BEGIN

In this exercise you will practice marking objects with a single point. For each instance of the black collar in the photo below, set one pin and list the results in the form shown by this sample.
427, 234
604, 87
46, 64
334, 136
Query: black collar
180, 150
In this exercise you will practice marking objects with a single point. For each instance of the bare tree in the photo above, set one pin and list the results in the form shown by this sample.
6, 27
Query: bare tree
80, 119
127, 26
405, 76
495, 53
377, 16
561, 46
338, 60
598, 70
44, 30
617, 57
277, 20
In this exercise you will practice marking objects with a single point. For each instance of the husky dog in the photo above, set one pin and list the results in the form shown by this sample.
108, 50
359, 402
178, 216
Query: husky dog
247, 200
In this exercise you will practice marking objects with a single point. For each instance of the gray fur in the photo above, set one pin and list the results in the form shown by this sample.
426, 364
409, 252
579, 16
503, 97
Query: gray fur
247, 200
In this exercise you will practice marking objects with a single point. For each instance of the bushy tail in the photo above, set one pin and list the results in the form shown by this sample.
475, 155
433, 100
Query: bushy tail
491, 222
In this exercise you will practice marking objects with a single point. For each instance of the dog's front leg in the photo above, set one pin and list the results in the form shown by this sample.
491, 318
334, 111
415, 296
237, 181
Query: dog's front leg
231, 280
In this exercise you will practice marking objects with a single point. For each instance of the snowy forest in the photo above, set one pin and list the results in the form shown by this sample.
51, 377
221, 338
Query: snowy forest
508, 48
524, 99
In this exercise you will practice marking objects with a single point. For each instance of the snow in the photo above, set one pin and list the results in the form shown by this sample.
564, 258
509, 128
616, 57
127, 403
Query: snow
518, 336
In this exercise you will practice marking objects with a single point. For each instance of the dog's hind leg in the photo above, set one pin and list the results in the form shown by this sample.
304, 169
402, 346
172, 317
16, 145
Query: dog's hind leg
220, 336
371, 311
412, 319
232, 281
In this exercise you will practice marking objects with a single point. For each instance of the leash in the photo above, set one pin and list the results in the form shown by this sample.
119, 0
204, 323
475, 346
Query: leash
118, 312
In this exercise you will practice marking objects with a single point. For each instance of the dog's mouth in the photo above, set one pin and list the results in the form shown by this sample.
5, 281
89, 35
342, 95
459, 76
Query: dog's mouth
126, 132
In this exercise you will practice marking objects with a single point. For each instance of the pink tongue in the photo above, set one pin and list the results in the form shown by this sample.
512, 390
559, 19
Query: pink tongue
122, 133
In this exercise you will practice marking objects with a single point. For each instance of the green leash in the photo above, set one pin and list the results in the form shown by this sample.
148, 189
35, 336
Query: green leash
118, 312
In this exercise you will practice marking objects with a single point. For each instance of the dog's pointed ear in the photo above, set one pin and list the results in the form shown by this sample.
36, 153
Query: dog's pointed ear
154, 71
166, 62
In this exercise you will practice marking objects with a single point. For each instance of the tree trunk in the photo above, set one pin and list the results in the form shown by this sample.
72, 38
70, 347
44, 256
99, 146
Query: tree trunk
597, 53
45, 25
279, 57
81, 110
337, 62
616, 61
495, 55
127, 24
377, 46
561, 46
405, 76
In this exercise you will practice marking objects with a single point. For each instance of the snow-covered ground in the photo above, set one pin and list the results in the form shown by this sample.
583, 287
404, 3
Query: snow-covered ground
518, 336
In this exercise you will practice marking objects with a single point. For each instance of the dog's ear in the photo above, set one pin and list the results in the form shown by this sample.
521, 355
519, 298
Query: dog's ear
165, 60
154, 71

END

REQUIRED WORK → Copy out the lines above word for word, from the line containing "the dog's ear" through the end of the entries.

OUTPUT OF THE TASK →
In this exercise you will practice marking objects with a single point. For each instance of the dog's ear in the photo above, set one pin and list the results in the form shown by this sample.
521, 355
519, 298
Query: dog's ear
165, 60
154, 71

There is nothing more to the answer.